DATASET RECORDS
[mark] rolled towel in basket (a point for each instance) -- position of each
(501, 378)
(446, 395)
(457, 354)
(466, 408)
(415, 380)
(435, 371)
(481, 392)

ABOUT THIS TASK
Exactly as they appear above, write out all of the lines.

SOLUTION FOR THIS EXERCISE
[mark] rolled towel in basket (a point for each instance) -- position of each
(501, 378)
(446, 395)
(457, 354)
(466, 408)
(415, 380)
(435, 371)
(481, 392)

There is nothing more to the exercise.